FIG. 3 is a flow diagram of a method of the present invention. In that method in a first step S300 the orientation of the first sensor 102 is determined with respect to Earth's rotation axis 202. Thereafter, the orientation is transmitted to the central unit 106 in step S302. The rotation rate or acceleration of the second sensor 104 is determined by means of the second sensor 104 in step S304, wherein at startup of the system 100 the at least one second sensor 104 has a known first orientation relative to the first sensor 102. Afterwards, the measured rotation rate or acceleration of the at least one sensor 104 is transmitted to the central unit 106 in a step S306. Thereafter, in step S308, a monitoring value is generated from the transmitted orientation of the first sensor 102 and the rotation rate or acceleration of the at least one second sensor 104, the monitoring value being used to monitor the mechanically coupled structure 101.
In a hybrid sensor system 400 as illustrated in FIG. 4, two or more rotation rate sensors 102, 402 can capture changes of state (e.g. deformations) of a mechanical overall structure 403 or of parts of the mechanically coupled structure relative to each other, based on the Sagnac effect, the Coriolis effect and the inertia effect with different resolutions and with their relative reference to each other. In doing so, the highly resolving first sensor 102, also called central sensor or master, provides the external reference to the earth rotation vector 202 of the earth 200 as a fixed reference, while more simple (less exact) sensors 402 or slaves capture only the local reference to the master 102 as a function of time. In doing so, the sufficient sensitivity of the slaves is used for rotation measurements. The inferior sensitivity for the orientation of the slaves relative to the position of Earth's rotation axis 202 is then irrelevant. Thus, the different characteristics of the single sensors are transferred to each other (e.g. the absolute reference of the Sagnac effect to the Coriolis effect sensor or the inertia effect sensor, respectively). The central unit 106 is not illustrated. It may be connected with one of the illustrated sensors 102, 402 for transmission of measurements, or may be, for example, housed with the first sensor 102 (or with one of the second sensors 402) in a common casing.
With such a system loads or damages on buildings can be determined over deformations, which have been caused by earthquakes for example. The deformation of the structure gives a primary measurement, is present before damage, and can be used for quantitative ad hoc judgment of the potential of damage of a load. In this concept the first sensor 102 and the several second sensors 402 are firmly connected with the basic structure of a building 403. As the first sensor 102 can capture rotations absolutely based on the Sagnac effect, the orientation of the building relative of the rotation axis 202 of the earth 200 is determined automatically, before, during and after an earthquake in real time. This allows the determination of the change of orientation of a building, which may have changed due to influences of a force, such as an earthquake or the like, without the need for local references.

Material:
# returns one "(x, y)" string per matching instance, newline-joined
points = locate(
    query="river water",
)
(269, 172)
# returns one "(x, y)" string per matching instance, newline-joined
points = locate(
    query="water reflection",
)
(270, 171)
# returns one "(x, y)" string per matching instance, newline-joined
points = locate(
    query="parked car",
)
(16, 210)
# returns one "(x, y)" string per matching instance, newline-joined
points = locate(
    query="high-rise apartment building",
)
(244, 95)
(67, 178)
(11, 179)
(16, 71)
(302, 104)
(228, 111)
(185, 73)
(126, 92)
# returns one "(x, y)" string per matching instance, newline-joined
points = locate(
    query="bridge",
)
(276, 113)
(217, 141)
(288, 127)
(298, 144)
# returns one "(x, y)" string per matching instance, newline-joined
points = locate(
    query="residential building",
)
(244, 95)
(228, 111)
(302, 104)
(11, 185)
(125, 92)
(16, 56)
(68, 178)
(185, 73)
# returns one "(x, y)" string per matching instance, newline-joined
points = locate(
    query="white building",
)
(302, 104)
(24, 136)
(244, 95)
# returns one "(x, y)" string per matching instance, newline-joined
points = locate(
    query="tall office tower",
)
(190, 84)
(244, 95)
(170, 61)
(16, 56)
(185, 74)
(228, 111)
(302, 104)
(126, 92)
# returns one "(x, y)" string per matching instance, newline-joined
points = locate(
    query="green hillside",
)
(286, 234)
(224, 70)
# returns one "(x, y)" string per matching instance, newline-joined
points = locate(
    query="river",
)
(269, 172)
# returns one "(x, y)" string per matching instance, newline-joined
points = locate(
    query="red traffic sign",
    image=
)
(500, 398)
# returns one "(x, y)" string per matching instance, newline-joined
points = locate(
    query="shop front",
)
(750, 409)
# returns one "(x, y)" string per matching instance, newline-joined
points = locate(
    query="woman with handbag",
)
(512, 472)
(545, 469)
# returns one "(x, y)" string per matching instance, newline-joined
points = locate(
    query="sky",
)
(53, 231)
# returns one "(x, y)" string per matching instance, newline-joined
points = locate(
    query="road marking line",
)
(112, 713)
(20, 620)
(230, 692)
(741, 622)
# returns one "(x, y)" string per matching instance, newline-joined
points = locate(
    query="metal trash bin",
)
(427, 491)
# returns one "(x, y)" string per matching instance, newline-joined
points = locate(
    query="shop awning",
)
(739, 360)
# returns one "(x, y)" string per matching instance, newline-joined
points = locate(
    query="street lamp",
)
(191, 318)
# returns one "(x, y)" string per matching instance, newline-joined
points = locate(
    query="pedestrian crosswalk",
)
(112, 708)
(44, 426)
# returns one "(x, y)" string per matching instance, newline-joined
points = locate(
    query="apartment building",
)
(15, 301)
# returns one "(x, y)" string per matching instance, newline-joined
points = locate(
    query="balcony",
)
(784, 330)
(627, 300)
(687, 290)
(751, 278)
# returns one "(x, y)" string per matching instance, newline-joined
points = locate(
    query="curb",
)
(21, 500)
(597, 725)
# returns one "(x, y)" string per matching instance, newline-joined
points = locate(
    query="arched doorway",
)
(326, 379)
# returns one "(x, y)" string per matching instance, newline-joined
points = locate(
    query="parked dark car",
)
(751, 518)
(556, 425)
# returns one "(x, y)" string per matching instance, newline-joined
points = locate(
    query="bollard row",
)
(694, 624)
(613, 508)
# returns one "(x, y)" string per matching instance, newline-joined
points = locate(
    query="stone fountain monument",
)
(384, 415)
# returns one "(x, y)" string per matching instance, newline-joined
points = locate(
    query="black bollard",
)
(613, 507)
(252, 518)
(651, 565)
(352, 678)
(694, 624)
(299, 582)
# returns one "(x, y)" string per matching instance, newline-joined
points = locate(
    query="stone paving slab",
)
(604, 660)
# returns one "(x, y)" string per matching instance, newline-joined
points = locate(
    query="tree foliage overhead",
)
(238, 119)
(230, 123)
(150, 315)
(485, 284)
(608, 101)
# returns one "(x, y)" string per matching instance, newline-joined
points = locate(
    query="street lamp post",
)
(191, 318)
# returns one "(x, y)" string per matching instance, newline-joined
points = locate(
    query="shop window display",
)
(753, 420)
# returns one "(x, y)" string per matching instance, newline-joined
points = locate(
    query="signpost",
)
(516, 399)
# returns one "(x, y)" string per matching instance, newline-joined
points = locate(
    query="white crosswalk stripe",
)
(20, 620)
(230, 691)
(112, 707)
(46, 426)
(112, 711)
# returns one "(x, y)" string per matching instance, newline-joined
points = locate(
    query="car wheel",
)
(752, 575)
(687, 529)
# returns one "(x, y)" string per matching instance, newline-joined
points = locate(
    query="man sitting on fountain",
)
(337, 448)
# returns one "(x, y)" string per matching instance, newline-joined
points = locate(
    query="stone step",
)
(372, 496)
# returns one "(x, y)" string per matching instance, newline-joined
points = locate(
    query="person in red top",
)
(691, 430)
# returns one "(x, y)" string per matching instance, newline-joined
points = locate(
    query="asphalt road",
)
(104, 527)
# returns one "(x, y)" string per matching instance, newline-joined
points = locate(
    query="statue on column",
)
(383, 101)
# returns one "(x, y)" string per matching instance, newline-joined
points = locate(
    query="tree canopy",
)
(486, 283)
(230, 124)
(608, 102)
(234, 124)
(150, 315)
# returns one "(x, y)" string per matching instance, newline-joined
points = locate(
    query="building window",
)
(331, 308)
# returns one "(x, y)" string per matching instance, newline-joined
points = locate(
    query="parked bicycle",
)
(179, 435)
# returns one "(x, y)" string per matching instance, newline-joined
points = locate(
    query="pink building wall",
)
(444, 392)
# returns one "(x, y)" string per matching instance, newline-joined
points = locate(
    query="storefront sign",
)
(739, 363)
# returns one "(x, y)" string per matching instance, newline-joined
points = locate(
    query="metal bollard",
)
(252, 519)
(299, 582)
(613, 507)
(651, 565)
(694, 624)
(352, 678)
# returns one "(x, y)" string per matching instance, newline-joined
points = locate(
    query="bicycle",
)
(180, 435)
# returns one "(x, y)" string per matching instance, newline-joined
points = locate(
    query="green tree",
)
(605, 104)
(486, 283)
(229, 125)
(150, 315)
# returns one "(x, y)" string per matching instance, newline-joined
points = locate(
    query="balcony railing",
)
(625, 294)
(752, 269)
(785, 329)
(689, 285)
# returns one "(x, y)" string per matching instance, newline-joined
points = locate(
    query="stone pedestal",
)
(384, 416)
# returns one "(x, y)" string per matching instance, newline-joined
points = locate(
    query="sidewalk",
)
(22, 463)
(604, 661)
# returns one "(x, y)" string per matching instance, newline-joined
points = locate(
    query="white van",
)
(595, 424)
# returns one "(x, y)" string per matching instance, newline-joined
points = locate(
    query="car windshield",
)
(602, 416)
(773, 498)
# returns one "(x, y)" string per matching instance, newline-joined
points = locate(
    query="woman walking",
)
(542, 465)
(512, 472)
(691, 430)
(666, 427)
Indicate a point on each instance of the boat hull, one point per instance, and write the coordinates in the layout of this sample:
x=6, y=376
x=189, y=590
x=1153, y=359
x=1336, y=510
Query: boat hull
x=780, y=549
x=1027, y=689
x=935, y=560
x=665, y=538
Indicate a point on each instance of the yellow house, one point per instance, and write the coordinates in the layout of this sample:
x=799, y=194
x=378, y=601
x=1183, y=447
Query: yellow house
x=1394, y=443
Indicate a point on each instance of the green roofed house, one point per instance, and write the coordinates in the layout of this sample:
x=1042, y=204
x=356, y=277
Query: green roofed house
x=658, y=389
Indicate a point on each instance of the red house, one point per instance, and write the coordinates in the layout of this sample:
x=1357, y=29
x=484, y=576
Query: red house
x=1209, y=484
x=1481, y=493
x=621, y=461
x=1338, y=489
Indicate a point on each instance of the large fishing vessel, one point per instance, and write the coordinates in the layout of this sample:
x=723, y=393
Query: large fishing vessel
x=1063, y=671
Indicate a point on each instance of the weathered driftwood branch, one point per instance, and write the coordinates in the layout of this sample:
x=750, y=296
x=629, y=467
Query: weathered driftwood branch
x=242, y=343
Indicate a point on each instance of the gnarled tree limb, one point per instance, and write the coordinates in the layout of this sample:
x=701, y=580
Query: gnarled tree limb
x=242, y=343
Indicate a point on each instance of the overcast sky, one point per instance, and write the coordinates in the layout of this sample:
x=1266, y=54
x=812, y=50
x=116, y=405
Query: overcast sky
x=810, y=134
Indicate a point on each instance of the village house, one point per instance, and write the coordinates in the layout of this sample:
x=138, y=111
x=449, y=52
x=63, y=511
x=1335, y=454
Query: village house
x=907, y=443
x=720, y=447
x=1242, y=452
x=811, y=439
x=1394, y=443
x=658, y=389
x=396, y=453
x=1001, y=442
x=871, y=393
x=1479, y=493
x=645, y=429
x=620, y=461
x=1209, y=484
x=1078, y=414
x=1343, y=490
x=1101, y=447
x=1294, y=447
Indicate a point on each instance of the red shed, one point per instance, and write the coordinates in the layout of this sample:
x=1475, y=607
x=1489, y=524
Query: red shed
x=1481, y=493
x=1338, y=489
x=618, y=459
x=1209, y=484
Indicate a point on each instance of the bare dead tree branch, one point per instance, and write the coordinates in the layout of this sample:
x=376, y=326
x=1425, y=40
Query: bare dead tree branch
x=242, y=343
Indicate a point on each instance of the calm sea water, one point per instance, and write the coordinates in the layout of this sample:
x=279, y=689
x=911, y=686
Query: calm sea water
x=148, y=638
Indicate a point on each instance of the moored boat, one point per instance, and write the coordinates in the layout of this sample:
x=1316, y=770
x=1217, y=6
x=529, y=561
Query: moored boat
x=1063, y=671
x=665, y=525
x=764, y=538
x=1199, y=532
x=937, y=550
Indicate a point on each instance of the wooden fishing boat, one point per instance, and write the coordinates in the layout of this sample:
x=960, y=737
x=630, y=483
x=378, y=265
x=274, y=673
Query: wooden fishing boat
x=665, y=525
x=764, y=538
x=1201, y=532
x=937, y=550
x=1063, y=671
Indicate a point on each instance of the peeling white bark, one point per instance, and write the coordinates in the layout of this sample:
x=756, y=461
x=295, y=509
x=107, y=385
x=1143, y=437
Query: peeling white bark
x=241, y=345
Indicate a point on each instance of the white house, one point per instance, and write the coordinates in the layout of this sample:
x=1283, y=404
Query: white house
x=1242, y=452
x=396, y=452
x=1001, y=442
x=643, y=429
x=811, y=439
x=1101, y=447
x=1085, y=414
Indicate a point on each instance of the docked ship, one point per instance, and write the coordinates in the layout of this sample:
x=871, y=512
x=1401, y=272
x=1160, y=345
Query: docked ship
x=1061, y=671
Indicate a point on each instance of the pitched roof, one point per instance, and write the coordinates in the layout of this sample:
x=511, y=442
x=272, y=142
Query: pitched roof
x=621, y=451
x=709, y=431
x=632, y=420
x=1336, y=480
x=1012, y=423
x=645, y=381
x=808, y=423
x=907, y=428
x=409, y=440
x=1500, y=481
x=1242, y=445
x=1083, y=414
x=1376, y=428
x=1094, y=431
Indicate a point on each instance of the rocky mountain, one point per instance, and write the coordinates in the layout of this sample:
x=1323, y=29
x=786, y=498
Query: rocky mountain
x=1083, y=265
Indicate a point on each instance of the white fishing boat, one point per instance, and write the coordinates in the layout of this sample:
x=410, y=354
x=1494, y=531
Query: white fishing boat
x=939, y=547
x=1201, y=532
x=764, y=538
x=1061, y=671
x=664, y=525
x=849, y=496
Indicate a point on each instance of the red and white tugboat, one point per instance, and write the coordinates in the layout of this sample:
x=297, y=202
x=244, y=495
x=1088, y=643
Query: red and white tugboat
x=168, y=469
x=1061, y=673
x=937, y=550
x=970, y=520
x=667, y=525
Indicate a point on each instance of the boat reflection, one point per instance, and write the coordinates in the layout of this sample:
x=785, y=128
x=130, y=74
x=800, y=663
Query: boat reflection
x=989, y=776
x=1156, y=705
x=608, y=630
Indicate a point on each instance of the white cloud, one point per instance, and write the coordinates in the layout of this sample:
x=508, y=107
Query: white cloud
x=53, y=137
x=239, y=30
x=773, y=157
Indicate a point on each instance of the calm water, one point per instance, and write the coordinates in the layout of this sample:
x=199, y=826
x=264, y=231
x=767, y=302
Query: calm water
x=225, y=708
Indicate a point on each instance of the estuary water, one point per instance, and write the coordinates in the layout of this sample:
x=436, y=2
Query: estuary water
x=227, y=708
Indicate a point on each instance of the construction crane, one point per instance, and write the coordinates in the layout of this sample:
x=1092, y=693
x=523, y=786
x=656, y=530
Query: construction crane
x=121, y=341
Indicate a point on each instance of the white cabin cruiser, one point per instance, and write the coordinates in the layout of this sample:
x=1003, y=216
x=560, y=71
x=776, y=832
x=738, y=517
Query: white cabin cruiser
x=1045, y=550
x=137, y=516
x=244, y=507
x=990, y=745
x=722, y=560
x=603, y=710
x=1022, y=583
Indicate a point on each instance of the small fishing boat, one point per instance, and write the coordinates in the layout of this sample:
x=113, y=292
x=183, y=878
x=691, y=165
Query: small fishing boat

Task requirements:
(1) In the sensor passage, copy the text from "With such a" up to and including "for local references.".
(2) According to the sensor passage, why doesn't the slave sensors' inferior sensitivity for orientation relative to Earth's rotation axis matter? Answer in one to three sentences.
(3) In the sensor passage, on which effect does the first sensor base its absolute capture of rotations?
Work only from the sensor passage.

Written responses:
(1)
With such a system loads or damages on buildings can be determined over deformations, which have been caused by earthquakes for example. The deformation of the structure gives a primary measurement, is present before damage, and can be used for quantitative ad hoc judgment of the potential of damage of a load. In this concept the first sensor 102 and the several second sensors 402 are firmly connected with the basic structure of a building 403. As the first sensor 102 can capture rotations absolutely based on the Sagnac effect, the orientation of the building relative of the rotation axis 202 of the earth 200 is determined automatically, before, during and after an earthquake in real time. This allows the determination of the change of orientation of a building, which may have changed due to influences of a force, such as an earthquake or the like, without the need for local references.

(2) The highly resolving master sensor provides the external reference to Earth's rotation vector as a fixed reference. The simpler slave sensors only capture their local reference to the master over time, so only their sufficient sensitivity for rotation measurements is used.

(3) The Sagnac effect.